- Page:
START

Skip to main content

Celery Background Task Integration

Complete Celery integration for CODITECT License Platform, enabling background task processing and scheduled jobs for production operations.

Overview

Celery provides asynchronous task processing for:

  • Zombie session cleanup - Hourly cleanup of expired sessions
  • License expiration notifications - Scheduled alerts for expiring licenses
  • Usage metrics aggregation - Periodic analytics processing

Architecture

┌─────────────────┐     ┌──────────────┐     ┌─────────────────┐
│ Django API │────▶│ Redis │◀────│ Celery Worker │
│ (Web Server) │ │ (Broker) │ │ (Tasks) │
└─────────────────┘ └──────────────┘ └─────────────────┘


┌─────┴──────┐
│ Celery Beat│
│ (Scheduler)│
└────────────┘

Components

  1. Django Application - Enqueues tasks via task.delay() or task.apply_async()
  2. Redis - Message broker and result backend
  3. Celery Workers - Process background tasks asynchronously
  4. Celery Beat - Schedules periodic tasks (cron-like)

Installation

Dependencies

# Install Celery with Redis support
pip install celery[redis]==5.3.4 django-redis==5.4.0

Added to requirements.txt:

  • celery[redis]==5.3.4 - Task queue with Redis transport
  • django-redis==5.4.0 - Django cache backend for Redis

Configuration Files

Created:

  • license_platform/celery.py - Celery application configuration
  • license_platform/__init__.py - Auto-load Celery on Django startup
  • licenses/tasks.py - Background task definitions
  • license_platform/settings/production.py - Celery settings (CELERY_BROKER_URL, etc.)

Task Definitions

1. Zombie Session Cleanup

Task: licenses.tasks.cleanup_zombie_sessions

Schedule: Hourly (via Celery Beat)

Purpose: Cleanup sessions that expired in Redis but remain active in database

Logic:

threshold = timezone.now() - timedelta(minutes=6)
zombie_sessions = LicenseSession.objects.filter(
last_heartbeat_at__lt=threshold,
ended_at__isnull=True
)
# Set ended_at for each zombie session

Returns:

{
'sessions_found': 42,
'sessions_cleaned': 42,
'errors': 0,
'duration_seconds': 1.23
}

Manual Execution:

from licenses.tasks import cleanup_zombie_sessions

# Synchronous execution (for testing)
result = cleanup_zombie_sessions()

# Asynchronous execution (production)

END

- Challenges:
[1] Could you reproduce the Celery integration page between "1. Zombie Session" and "timezone.now() - timedelta(minutes=6)", inclusive, renaming "Hourly" to "Daily" throughout?
[2] Can you carry the Celery integration page forward, starting right after its last line?

- Items:
START

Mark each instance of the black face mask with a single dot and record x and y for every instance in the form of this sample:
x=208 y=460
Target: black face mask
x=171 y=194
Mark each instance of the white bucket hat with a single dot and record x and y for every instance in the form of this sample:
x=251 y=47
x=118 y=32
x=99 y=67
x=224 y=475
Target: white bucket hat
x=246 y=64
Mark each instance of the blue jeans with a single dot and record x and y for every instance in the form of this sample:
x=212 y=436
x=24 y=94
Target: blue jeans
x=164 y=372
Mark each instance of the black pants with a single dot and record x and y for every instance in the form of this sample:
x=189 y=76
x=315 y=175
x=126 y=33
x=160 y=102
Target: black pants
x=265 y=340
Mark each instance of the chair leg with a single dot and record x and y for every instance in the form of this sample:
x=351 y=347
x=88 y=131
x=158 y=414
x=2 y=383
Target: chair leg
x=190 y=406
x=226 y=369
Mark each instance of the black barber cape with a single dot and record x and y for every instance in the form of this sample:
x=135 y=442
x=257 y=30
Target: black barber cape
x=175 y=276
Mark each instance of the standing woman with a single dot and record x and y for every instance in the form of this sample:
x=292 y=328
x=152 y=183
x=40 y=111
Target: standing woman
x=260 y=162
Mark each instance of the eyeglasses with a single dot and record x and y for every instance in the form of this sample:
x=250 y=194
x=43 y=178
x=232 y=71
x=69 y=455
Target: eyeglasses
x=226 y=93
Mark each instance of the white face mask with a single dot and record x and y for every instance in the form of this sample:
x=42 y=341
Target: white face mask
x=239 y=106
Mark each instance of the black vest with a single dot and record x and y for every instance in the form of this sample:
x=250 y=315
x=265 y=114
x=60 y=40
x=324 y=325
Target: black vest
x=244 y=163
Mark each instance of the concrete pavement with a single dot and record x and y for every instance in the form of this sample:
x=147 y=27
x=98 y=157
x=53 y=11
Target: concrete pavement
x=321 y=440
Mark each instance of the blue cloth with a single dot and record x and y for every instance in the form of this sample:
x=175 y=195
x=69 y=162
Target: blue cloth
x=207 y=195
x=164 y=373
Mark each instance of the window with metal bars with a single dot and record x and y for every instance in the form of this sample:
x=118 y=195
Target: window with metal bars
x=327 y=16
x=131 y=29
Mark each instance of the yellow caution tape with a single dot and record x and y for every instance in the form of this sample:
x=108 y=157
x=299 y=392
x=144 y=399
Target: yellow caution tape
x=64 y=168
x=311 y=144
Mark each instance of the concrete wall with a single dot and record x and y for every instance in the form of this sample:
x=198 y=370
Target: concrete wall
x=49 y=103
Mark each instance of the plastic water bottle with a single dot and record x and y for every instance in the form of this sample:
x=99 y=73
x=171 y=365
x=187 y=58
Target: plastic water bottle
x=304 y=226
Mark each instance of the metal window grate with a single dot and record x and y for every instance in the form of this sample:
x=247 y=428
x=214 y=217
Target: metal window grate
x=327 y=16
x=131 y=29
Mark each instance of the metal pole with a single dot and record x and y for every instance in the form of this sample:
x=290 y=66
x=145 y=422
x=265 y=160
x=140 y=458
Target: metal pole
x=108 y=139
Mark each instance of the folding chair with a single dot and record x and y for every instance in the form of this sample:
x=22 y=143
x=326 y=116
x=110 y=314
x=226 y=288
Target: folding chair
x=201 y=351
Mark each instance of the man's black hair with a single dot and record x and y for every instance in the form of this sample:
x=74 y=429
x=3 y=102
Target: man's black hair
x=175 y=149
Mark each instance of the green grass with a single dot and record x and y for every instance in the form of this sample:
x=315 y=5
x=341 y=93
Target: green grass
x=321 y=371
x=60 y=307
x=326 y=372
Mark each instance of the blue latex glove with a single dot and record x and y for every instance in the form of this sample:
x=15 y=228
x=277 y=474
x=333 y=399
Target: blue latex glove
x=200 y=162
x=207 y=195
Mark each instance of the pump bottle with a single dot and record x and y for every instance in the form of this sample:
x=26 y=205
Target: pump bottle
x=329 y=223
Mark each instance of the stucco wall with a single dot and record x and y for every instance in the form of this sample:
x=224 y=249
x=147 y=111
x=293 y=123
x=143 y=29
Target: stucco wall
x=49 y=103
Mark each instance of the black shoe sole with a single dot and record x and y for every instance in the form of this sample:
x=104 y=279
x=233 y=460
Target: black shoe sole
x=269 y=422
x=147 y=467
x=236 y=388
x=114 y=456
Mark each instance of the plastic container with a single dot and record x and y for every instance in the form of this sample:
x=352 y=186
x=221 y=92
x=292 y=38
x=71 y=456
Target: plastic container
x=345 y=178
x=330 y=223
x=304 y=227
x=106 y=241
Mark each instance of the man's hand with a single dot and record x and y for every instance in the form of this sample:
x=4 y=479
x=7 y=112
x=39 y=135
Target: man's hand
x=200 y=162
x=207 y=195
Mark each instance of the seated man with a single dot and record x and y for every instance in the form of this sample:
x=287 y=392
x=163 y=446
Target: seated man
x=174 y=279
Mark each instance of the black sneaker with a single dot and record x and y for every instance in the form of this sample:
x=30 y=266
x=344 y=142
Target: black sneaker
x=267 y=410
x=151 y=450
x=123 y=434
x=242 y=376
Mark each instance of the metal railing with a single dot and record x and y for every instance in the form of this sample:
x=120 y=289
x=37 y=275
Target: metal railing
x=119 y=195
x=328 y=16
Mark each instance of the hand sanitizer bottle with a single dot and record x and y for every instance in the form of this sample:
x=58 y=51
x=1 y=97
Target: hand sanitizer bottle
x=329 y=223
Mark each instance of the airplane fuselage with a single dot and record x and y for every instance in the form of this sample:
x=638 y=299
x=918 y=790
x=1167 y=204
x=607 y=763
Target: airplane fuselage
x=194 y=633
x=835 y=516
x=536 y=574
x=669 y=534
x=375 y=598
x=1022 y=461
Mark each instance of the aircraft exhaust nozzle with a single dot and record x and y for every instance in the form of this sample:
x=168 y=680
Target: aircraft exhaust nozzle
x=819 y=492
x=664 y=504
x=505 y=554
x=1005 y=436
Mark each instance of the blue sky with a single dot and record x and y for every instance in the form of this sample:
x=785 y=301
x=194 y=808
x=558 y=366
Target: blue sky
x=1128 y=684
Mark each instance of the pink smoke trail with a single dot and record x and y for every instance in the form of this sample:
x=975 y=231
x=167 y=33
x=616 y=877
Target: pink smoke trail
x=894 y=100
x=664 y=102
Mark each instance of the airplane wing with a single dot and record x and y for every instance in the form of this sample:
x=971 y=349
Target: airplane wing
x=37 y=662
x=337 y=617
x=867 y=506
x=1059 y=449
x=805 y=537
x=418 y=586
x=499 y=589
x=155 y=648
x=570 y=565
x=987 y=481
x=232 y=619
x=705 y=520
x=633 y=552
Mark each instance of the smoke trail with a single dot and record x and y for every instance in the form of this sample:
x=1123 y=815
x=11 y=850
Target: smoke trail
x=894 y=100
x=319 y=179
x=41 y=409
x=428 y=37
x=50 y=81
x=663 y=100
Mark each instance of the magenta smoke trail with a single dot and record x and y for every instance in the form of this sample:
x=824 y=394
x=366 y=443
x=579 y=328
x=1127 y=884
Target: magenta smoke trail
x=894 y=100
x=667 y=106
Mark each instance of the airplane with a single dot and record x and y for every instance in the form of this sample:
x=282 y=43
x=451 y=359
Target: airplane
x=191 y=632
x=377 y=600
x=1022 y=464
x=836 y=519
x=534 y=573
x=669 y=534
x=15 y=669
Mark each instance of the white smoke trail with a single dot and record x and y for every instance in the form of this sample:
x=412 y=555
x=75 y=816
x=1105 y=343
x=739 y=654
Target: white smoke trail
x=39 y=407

END

- Responses to the exercise:
[1]
1. Zombie Session Cleanup

Task: licenses.tasks.cleanup_zombie_sessions

Schedule: Daily (via Celery Beat)

Purpose: Cleanup sessions that expired in Redis but remain active in database

Logic:

threshold = timezone.now() - timedelta(minutes=6)

[2]
task = cleanup_zombie_sessions.delay()
print(task.id) # Task ID for tracking

2. License Expiration Checks (Future)

Task: licenses.tasks.check_license_expirations

Schedule: Daily at midnight UTC

Purpose: Send notifications for licenses expiring soon (30, 7, 1 days before expiration)

Status: Task defined, email integration pending

3. Usage Metrics Aggregation (Future)

Task: licenses.tasks.aggregate_usage_metrics

Schedule: TBD

Purpose: Process session data for analytics and reporting

Status: Placeholder task, implementation pending

Celery Beat Schedule

Periodic tasks configured in license_platform/celery.py:

app.conf.beat_schedule = {
'cleanup-zombie-sessions-hourly': {
'task': 'licenses.tasks.cleanup_zombie_sessions',
'schedule': crontab(minute=0), # Every hour on the hour
'options': {
'expires': 3300, # Expires after 55 minutes
},
},
}

Local Development

Start Redis (Required)

# Using Docker
docker run -d -p 6379:6379 redis:7-alpine

# Or install locally
brew install redis
redis-server

Start Celery Worker

# From project root
celery -A license_platform worker --loglevel=info

Output:

 -------------- celery@hostname v5.3.4 (emerald-rush)
--- ***** -----
-- ******* ---- Linux-5.x-x86_64-with-glibc2.35 2025-11-30 20:00:00
- *** --- * ---
- ** ---------- [config]
- ** ---------- .> app: license_platform:0x7f...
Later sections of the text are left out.